WHAT IS EXPECTED: Write out, character for character, the line containing "Object detection labeling — target class: dark brown" and all lines after it up to the end of the listing.

RECORDS SUPPLIED:
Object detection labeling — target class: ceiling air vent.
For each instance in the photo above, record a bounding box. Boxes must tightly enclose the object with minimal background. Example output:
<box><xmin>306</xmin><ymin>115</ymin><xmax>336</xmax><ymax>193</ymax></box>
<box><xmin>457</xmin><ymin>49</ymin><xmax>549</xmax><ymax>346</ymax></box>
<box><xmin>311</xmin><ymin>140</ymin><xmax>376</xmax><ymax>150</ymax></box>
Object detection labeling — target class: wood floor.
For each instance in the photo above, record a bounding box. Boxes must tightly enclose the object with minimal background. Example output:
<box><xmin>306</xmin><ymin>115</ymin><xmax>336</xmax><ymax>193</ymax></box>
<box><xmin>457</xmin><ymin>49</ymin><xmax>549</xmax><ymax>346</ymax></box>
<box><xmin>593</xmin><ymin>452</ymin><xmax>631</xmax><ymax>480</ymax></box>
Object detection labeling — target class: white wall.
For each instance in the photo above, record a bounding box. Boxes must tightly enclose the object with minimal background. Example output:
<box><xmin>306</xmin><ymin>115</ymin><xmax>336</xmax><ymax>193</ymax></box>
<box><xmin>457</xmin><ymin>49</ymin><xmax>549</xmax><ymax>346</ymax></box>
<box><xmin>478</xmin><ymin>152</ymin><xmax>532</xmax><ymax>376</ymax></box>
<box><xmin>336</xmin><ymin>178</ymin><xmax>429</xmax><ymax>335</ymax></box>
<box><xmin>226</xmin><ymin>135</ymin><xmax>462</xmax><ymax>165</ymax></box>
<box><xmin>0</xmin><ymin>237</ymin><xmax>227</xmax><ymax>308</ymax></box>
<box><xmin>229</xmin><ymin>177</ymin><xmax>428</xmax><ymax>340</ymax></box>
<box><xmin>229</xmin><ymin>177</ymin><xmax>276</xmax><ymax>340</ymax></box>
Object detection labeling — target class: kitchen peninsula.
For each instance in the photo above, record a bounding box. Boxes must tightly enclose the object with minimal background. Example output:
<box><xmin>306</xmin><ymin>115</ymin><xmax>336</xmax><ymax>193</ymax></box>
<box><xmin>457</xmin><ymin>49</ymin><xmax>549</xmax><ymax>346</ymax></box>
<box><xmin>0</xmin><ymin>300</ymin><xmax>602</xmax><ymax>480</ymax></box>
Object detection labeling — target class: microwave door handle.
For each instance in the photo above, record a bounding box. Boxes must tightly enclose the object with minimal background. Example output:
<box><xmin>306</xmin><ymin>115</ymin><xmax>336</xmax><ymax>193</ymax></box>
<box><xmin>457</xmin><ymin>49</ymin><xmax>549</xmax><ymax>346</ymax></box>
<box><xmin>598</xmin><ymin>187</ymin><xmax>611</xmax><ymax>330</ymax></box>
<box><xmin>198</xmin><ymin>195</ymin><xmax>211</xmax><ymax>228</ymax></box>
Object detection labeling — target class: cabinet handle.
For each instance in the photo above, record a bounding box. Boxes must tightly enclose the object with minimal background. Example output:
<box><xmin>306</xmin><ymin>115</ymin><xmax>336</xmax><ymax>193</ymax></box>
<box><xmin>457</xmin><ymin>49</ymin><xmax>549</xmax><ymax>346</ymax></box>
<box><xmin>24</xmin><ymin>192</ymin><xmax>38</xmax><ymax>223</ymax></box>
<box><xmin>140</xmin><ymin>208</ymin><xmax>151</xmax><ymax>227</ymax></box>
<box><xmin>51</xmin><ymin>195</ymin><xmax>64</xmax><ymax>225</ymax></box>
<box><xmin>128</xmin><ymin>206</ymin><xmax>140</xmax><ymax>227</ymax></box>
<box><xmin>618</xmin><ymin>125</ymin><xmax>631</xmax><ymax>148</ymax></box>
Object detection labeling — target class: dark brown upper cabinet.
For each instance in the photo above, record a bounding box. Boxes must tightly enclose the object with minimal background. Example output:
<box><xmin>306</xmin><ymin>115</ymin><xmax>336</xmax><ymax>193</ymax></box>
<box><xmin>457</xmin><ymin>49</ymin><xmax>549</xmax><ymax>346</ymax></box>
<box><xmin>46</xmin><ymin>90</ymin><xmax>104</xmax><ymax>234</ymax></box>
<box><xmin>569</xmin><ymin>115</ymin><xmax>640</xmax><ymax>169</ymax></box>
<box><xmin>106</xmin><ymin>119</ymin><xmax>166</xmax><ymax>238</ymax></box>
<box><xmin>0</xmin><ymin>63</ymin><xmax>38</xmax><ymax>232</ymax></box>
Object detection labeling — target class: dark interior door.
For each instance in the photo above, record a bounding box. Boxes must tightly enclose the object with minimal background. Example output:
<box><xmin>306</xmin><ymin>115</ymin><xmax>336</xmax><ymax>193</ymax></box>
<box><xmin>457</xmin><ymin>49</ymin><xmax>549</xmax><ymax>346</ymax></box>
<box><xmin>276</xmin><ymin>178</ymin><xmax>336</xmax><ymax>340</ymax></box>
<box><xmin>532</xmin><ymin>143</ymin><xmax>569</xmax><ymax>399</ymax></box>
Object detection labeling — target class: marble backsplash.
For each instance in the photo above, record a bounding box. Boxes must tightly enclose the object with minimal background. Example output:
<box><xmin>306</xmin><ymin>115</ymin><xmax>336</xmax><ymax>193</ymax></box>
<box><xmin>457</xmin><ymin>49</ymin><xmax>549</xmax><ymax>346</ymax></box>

REPLY TO THE EXERCISE:
Object detection labeling — target class: dark brown upper cabinet.
For each instance in the photo above, record a bounding box. Boxes must tightly enclose the object with minimal background. Example output:
<box><xmin>306</xmin><ymin>115</ymin><xmax>336</xmax><ymax>193</ymax></box>
<box><xmin>457</xmin><ymin>49</ymin><xmax>549</xmax><ymax>346</ymax></box>
<box><xmin>46</xmin><ymin>90</ymin><xmax>104</xmax><ymax>234</ymax></box>
<box><xmin>569</xmin><ymin>115</ymin><xmax>640</xmax><ymax>169</ymax></box>
<box><xmin>106</xmin><ymin>119</ymin><xmax>166</xmax><ymax>238</ymax></box>
<box><xmin>0</xmin><ymin>63</ymin><xmax>38</xmax><ymax>232</ymax></box>
Object detection labeling — target class: dark interior door.
For each instance in the photo above, record a bounding box. Boxes must tightly enclose the object with minimal background. Example output:
<box><xmin>306</xmin><ymin>115</ymin><xmax>336</xmax><ymax>193</ymax></box>
<box><xmin>457</xmin><ymin>49</ymin><xmax>549</xmax><ymax>346</ymax></box>
<box><xmin>276</xmin><ymin>178</ymin><xmax>336</xmax><ymax>340</ymax></box>
<box><xmin>532</xmin><ymin>143</ymin><xmax>569</xmax><ymax>399</ymax></box>
Object detection labeling — target class: marble backsplash.
For each instance in the photo above, record a bounding box. Boxes must tightly enclose the object with minimal background. Example output:
<box><xmin>306</xmin><ymin>115</ymin><xmax>336</xmax><ymax>193</ymax></box>
<box><xmin>457</xmin><ymin>49</ymin><xmax>549</xmax><ymax>346</ymax></box>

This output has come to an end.